Problem description: Copy out the listing below word for word, from start to end, but leave the pictures out.

[Rows from a dataset]

________________

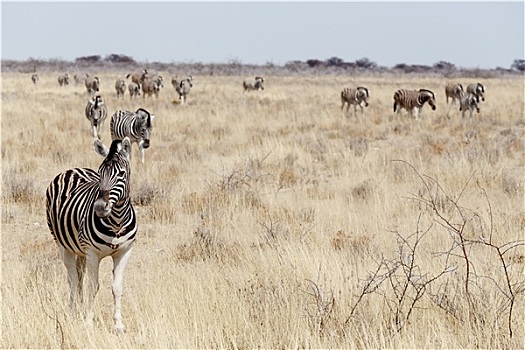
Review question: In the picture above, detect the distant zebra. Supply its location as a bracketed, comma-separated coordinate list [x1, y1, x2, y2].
[242, 77, 264, 92]
[115, 79, 126, 98]
[445, 83, 463, 105]
[394, 89, 436, 119]
[58, 73, 69, 86]
[126, 69, 148, 86]
[459, 93, 480, 118]
[467, 83, 485, 101]
[128, 82, 140, 99]
[171, 75, 193, 104]
[341, 86, 370, 116]
[142, 78, 160, 98]
[46, 138, 137, 332]
[84, 75, 100, 94]
[86, 95, 108, 139]
[109, 108, 155, 163]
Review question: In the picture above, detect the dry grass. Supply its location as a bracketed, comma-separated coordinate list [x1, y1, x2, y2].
[0, 72, 525, 348]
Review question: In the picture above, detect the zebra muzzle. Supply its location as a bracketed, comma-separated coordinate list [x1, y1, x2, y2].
[93, 196, 112, 218]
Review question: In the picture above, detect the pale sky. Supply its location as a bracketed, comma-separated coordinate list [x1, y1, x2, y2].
[1, 1, 525, 68]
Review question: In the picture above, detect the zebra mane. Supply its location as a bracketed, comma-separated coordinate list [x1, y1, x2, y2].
[135, 108, 151, 128]
[105, 140, 122, 160]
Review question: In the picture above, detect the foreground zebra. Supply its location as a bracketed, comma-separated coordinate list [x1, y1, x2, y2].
[341, 86, 370, 116]
[394, 89, 436, 120]
[242, 77, 264, 92]
[459, 93, 480, 118]
[86, 95, 108, 139]
[467, 83, 485, 101]
[46, 138, 137, 332]
[445, 83, 463, 105]
[109, 108, 155, 163]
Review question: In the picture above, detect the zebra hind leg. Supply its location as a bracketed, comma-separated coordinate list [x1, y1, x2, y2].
[113, 247, 131, 333]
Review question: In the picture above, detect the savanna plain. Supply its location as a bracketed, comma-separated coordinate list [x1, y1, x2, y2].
[0, 71, 525, 349]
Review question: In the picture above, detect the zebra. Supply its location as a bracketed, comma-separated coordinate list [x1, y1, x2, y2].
[126, 69, 148, 86]
[58, 73, 69, 86]
[445, 83, 463, 105]
[459, 92, 480, 118]
[86, 95, 108, 139]
[467, 83, 485, 101]
[171, 75, 193, 104]
[341, 86, 370, 116]
[46, 138, 137, 333]
[128, 82, 140, 99]
[109, 108, 155, 163]
[115, 79, 126, 98]
[394, 89, 436, 120]
[242, 77, 264, 92]
[142, 78, 160, 98]
[84, 76, 100, 94]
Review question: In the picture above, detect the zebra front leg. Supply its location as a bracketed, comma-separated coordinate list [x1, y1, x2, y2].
[139, 140, 144, 164]
[113, 246, 131, 333]
[58, 246, 81, 311]
[86, 252, 100, 326]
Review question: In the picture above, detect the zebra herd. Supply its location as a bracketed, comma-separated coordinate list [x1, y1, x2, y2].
[341, 83, 485, 120]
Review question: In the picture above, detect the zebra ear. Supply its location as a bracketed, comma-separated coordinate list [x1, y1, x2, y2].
[93, 138, 109, 157]
[121, 136, 131, 159]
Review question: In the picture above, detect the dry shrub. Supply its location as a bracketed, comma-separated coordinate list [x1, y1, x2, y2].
[331, 230, 371, 253]
[350, 179, 374, 202]
[347, 137, 369, 157]
[176, 226, 242, 263]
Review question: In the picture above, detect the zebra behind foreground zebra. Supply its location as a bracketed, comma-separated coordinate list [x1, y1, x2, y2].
[394, 89, 436, 120]
[86, 95, 108, 139]
[445, 83, 463, 105]
[242, 77, 264, 92]
[459, 93, 480, 118]
[46, 138, 137, 332]
[341, 86, 370, 116]
[467, 83, 485, 101]
[109, 108, 155, 163]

________________

The completed task:
Review question: In the picture above, detect the distant zebra. Supply its location as a bracketed, comma-separated coordinate list [x1, y1, x2, y2].
[242, 77, 264, 92]
[115, 79, 126, 98]
[445, 83, 463, 105]
[394, 89, 436, 119]
[58, 73, 69, 86]
[126, 69, 148, 86]
[459, 93, 480, 118]
[467, 83, 485, 101]
[128, 82, 140, 99]
[171, 75, 193, 104]
[341, 86, 370, 116]
[142, 78, 160, 98]
[46, 138, 137, 332]
[84, 75, 100, 94]
[86, 95, 108, 139]
[109, 108, 155, 163]
Review question: In the picture above, detect the dry grass. Supply its location as a bracketed, comma-separated coordinate list [x1, y1, x2, y2].
[0, 72, 525, 348]
Review question: In the picture above, detect the zebra muzzle. Supply its location as a bracketed, comma-separated coordinate list [x1, y1, x2, y2].
[93, 196, 112, 218]
Review question: In the picture above, detect the pale sky. Supply its location as a bracketed, comma-separated coordinate list [x1, y1, x2, y2].
[1, 1, 525, 68]
Review question: In the picture above, detect the zebra mane. Supply its location as a bracketed, comma-separated coordinate list [x1, y1, x2, y2].
[135, 108, 151, 128]
[105, 140, 122, 160]
Review question: In the picture above, detect the foreground zebra. Supply its location as a bracketed, comma-separated coordinate list [x1, y1, x2, y2].
[341, 86, 370, 116]
[394, 89, 436, 120]
[242, 77, 264, 92]
[459, 93, 480, 118]
[86, 95, 108, 139]
[467, 83, 485, 101]
[46, 138, 137, 332]
[445, 83, 463, 105]
[109, 108, 155, 163]
Review question: In the picture above, detect the zebra hind leg. Supply its location as a bracketed, comma-separated coordinate list [x1, y1, x2, y2].
[113, 247, 131, 333]
Review question: In the picture above, detect the savanna plain. Supply its location as a bracketed, comma-separated coordinate list [x1, y1, x2, y2].
[0, 71, 525, 349]
Review question: In the picture above, detect the zebra. Supply its location as a bracketed, comma-separated coordinate list [x1, y1, x2, y2].
[126, 69, 148, 86]
[58, 73, 69, 86]
[445, 83, 463, 105]
[459, 92, 480, 118]
[86, 95, 108, 139]
[467, 83, 485, 101]
[171, 75, 193, 104]
[341, 86, 370, 116]
[46, 138, 137, 333]
[128, 82, 140, 99]
[109, 108, 155, 163]
[115, 79, 126, 98]
[394, 89, 436, 120]
[242, 77, 264, 92]
[142, 78, 160, 98]
[84, 76, 100, 94]
Review question: In the picture above, detect the zebra front leg. Supply its location as a bracketed, comma-separated coordinate list [x1, y1, x2, y2].
[139, 140, 144, 164]
[113, 246, 131, 333]
[58, 246, 81, 311]
[86, 252, 100, 326]
Review question: In the picture above, detect the zebra herd. Supply its location as a bracketed, comma-separated coordinate list [x1, y1, x2, y2].
[341, 83, 485, 120]
Review question: In the picture above, detect the zebra ear. Supply its location as a bracketed, comma-separated coordinate list [x1, y1, x2, y2].
[93, 138, 109, 157]
[121, 136, 131, 159]
Review question: In the picture above, detect the dry shrub. Supply its location as a bracketed, comma-separated coordinate list [x1, y1, x2, y2].
[331, 230, 371, 253]
[350, 179, 374, 202]
[347, 137, 369, 157]
[176, 226, 242, 263]
Review question: In the picture above, detect the zebra behind foreground zebra. Supply its location as a bracketed, comma-separated coordinate list [x1, y1, x2, y2].
[394, 89, 436, 120]
[86, 95, 108, 139]
[445, 83, 463, 105]
[242, 77, 264, 92]
[459, 93, 480, 118]
[46, 138, 137, 332]
[341, 86, 370, 116]
[467, 83, 485, 101]
[109, 108, 155, 163]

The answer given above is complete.